§ ENTRIES SUPPLIED
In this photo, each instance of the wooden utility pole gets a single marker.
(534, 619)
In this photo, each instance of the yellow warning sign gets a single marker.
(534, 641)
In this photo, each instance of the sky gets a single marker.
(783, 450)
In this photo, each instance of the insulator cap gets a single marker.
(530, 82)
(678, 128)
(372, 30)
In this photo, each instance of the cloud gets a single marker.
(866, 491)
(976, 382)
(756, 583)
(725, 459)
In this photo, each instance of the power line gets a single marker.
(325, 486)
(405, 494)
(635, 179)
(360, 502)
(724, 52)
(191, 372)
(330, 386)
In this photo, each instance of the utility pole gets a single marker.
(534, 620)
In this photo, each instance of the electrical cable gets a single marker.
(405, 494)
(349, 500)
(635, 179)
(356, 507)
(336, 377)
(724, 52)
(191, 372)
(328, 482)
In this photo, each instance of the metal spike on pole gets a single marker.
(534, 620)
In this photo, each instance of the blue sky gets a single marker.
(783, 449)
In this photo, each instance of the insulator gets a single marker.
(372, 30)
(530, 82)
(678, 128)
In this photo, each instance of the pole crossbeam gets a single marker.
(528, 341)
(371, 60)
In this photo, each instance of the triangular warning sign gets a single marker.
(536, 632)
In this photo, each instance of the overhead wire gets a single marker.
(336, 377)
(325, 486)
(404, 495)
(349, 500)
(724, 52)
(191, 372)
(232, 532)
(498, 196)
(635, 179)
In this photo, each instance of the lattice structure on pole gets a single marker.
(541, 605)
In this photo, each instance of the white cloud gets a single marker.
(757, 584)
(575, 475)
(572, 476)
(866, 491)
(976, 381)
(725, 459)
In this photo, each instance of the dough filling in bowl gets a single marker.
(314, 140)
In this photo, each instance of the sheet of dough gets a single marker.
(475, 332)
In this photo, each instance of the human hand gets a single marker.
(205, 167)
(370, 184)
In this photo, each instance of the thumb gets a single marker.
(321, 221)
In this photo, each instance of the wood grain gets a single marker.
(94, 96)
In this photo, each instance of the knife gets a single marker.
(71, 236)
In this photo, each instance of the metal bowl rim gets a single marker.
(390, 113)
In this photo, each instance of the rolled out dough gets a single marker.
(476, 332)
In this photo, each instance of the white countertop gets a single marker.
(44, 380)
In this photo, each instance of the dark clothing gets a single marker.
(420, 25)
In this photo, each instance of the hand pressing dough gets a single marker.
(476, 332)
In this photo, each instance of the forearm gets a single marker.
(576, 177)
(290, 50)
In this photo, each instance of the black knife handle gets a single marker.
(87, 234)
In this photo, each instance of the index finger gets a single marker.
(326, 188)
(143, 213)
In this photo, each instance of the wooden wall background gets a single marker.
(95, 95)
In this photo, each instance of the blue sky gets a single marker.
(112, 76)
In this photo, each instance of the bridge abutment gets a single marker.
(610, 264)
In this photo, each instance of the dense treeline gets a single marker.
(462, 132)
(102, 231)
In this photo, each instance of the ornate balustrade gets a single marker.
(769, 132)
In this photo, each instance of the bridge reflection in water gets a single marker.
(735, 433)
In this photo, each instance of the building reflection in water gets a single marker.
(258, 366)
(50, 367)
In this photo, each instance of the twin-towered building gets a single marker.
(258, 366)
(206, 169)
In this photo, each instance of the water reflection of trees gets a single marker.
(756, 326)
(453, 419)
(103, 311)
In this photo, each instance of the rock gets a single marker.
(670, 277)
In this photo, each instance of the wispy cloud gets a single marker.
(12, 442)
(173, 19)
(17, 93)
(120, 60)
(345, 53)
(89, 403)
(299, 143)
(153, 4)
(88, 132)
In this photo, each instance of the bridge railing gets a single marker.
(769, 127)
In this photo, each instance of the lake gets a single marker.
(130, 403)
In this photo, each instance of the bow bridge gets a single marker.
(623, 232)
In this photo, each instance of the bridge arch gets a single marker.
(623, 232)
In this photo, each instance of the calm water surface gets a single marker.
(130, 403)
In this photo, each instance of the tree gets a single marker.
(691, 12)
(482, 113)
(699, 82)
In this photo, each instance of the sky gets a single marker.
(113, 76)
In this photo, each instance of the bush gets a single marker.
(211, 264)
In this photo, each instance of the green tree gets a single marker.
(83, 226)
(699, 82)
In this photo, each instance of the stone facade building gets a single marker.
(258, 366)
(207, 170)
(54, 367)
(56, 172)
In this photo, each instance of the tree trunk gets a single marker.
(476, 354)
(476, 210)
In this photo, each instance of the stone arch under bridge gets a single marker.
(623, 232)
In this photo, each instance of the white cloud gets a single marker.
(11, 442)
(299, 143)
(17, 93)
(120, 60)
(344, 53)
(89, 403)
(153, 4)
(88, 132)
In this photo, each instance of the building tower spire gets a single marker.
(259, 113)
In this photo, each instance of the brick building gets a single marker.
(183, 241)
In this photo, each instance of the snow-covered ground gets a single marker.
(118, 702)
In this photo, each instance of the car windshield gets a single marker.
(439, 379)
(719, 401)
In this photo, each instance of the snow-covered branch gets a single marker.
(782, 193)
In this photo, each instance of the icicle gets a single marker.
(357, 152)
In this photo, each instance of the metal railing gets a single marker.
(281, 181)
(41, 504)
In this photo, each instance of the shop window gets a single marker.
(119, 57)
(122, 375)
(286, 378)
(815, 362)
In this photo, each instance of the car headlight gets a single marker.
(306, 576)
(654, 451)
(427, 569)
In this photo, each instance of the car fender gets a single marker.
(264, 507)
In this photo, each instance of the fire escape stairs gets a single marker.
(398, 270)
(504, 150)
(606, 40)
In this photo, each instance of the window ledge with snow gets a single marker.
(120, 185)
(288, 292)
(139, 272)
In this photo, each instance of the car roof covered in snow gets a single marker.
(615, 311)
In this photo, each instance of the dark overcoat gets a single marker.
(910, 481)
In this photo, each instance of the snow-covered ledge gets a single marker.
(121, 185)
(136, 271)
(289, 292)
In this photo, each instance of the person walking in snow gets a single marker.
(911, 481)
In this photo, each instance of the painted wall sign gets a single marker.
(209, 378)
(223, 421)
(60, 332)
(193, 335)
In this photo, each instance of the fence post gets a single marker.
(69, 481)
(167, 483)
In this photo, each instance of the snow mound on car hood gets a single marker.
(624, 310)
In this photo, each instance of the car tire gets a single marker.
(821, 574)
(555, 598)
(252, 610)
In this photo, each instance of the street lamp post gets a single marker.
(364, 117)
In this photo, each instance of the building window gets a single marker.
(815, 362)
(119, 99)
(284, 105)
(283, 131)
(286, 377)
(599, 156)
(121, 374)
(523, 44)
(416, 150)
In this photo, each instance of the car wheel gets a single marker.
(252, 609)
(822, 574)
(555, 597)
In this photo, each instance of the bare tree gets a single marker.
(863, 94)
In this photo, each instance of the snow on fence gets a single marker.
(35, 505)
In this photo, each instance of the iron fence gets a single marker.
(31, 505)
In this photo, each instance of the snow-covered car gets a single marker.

§ WHAT IS REQUIRED
Once the listing above has been read, restate it exactly.

§ ANSWER BOX
In this photo, each instance of the wooden utility pole gets a single marker.
(534, 619)
In this photo, each instance of the yellow warning sign gets a single marker.
(534, 641)
In this photo, each instance of the sky gets a single marker.
(783, 450)
In this photo, each instance of the insulator cap gets a single marker.
(530, 82)
(678, 128)
(372, 30)
In this photo, each instance of the cloud gets a single marker.
(866, 491)
(976, 382)
(756, 583)
(725, 459)
In this photo, each instance of the power line gets a single marker.
(325, 486)
(405, 494)
(635, 179)
(360, 502)
(724, 52)
(191, 372)
(330, 386)
In this photo, each instance of the utility pole gets a single marker.
(534, 620)
In this photo, each instance of the electrical cable gets a single marker.
(405, 494)
(349, 500)
(635, 179)
(356, 507)
(336, 377)
(724, 52)
(191, 372)
(328, 482)
In this photo, each instance of the metal spike on pole gets a single marker.
(534, 620)
In this photo, each instance of the blue sky gets a single marker.
(783, 449)
In this photo, each instance of the insulator gets a single marker.
(372, 30)
(530, 82)
(678, 128)
In this photo, each instance of the pole crossbeam gets a single marker.
(528, 341)
(371, 60)
In this photo, each instance of the triangular warning sign gets a single marker.
(536, 632)
In this photo, each instance of the overhead wire gets a single marker.
(336, 377)
(325, 486)
(404, 495)
(349, 500)
(724, 52)
(191, 372)
(232, 532)
(498, 196)
(635, 179)
In this photo, each instance of the lattice structure on pole gets a single marker.
(541, 605)
In this photo, each instance of the white cloud gets a single marker.
(757, 584)
(575, 475)
(572, 476)
(866, 491)
(976, 381)
(725, 459)
In this photo, each instance of the dough filling in bowl gets a single marker.
(314, 140)
In this photo, each instance of the sheet of dough gets a single marker.
(475, 332)
In this photo, each instance of the human hand gets a single marker.
(205, 167)
(370, 184)
In this photo, each instance of the thumb gets a single marker.
(321, 221)
In this photo, each instance of the wood grain gets a single marker.
(94, 96)
In this photo, each instance of the knife gets a single marker.
(71, 236)
In this photo, each instance of the metal bowl rim gets a single marker.
(390, 113)
In this photo, each instance of the rolled out dough gets a single marker.
(476, 332)
In this photo, each instance of the white countertop gets a single marker.
(44, 380)
In this photo, each instance of the dark clothing gets a single marker.
(420, 25)
In this photo, each instance of the hand pressing dough gets a single marker.
(476, 332)
In this photo, each instance of the forearm gets a single marker.
(576, 177)
(290, 50)
In this photo, each instance of the black knife handle gets a single marker.
(87, 234)
In this photo, each instance of the index finger gets a single marker.
(326, 188)
(143, 213)
In this photo, each instance of the wooden wall background gets a single marker.
(95, 95)
In this photo, each instance of the blue sky gets a single marker.
(112, 76)
In this photo, each instance of the bridge abutment gets a single marker.
(610, 264)
In this photo, each instance of the dense treeline gets a single marker.
(462, 132)
(102, 231)
In this photo, each instance of the ornate balustrade gets a single marker.
(769, 132)
In this photo, each instance of the bridge reflection in water gets a single marker.
(735, 433)
In this photo, each instance of the building reflection in water gets a single marker.
(258, 366)
(50, 367)
In this photo, each instance of the twin-towered building gets a single marker.
(258, 366)
(206, 169)
In this photo, each instance of the water reflection of trees gets a single marker.
(756, 326)
(453, 419)
(103, 311)
In this photo, each instance of the rock gets a single marker.
(670, 277)
In this photo, each instance of the wispy cloud gets a single marker.
(12, 442)
(173, 19)
(17, 93)
(120, 60)
(345, 53)
(89, 403)
(299, 143)
(153, 4)
(88, 132)
In this photo, each instance of the bridge railing gets a single marker.
(769, 127)
In this photo, each instance of the lake gets a single marker.
(130, 403)
In this photo, each instance of the bow bridge gets a single marker.
(623, 232)
In this photo, each instance of the bridge arch gets a single marker.
(623, 232)
In this photo, each instance of the calm water surface gets a single marker.
(130, 403)
In this photo, each instance of the tree gets a single marker.
(691, 12)
(482, 113)
(699, 82)
In this photo, each instance of the sky gets a single marker.
(113, 76)
In this photo, each instance of the bush gets a single marker.
(211, 264)
In this photo, each instance of the green tree gets a single marker.
(83, 226)
(699, 82)
In this photo, each instance of the stone facade building gets a single marker.
(258, 366)
(207, 170)
(54, 367)
(56, 172)
In this photo, each instance of the tree trunk gets a single marker.
(476, 354)
(476, 210)
In this photo, each instance of the stone arch under bridge gets a single marker.
(623, 232)
In this photo, each instance of the white cloud gets a single marker.
(11, 442)
(299, 143)
(17, 93)
(120, 60)
(344, 53)
(89, 403)
(153, 4)
(88, 132)
In this photo, each instance of the building tower spire gets a single marker.
(259, 113)
In this photo, each instance of the brick building gets a single marker.
(183, 241)
In this photo, each instance of the snow-covered ground gets a single marker.
(118, 702)
In this photo, each instance of the car windshield gets a single marker.
(439, 379)
(719, 401)
In this photo, each instance of the snow-covered branch gets a single marker.
(782, 193)
In this photo, each instance of the icicle gets a single marker.
(357, 152)
In this photo, each instance of the metal railing gets a single marker.
(281, 181)
(41, 504)
In this photo, each instance of the shop window gets a single marker.
(119, 57)
(122, 375)
(286, 378)
(815, 362)
In this photo, each instance of the car headlight gets a single marker.
(306, 576)
(654, 451)
(427, 569)
In this photo, each instance of the car fender gets a single marker.
(264, 507)
In this photo, each instance of the fire escape stairs gets a single marker.
(398, 270)
(504, 150)
(606, 40)
In this photo, each instance of the window ledge with snow gets a single marker.
(120, 185)
(288, 292)
(139, 272)
In this photo, each instance of the car roof covered in snow gets a single marker.
(615, 311)
In this photo, each instance of the dark overcoat gets a single marker.
(910, 481)
In this photo, each instance of the snow-covered ledge gets a single marker.
(121, 185)
(136, 271)
(289, 292)
In this photo, each instance of the person walking in snow gets a single marker.
(911, 481)
In this photo, each instance of the painted wall sign gets a single marker.
(209, 378)
(223, 421)
(60, 332)
(193, 335)
In this photo, each instance of the fence post gets a single marker.
(69, 481)
(167, 483)
In this photo, each instance of the snow mound on car hood gets a single marker.
(624, 310)
In this photo, each instance of the car tire gets a single marker.
(821, 574)
(555, 598)
(252, 610)
In this photo, each instance of the street lamp post gets a single marker.
(364, 117)
In this photo, each instance of the building window gets a single marker.
(815, 362)
(119, 99)
(284, 105)
(283, 131)
(286, 377)
(599, 156)
(121, 374)
(523, 44)
(416, 150)
In this photo, each instance of the car wheel gets a single marker.
(252, 609)
(822, 574)
(555, 597)
In this photo, each instance of the bare tree gets a single marker.
(863, 94)
In this photo, each instance of the snow on fence gets a single marker.
(35, 505)
In this photo, each instance of the iron fence gets a single marker.
(31, 505)
In this photo, each instance of the snow-covered car gets a single marker.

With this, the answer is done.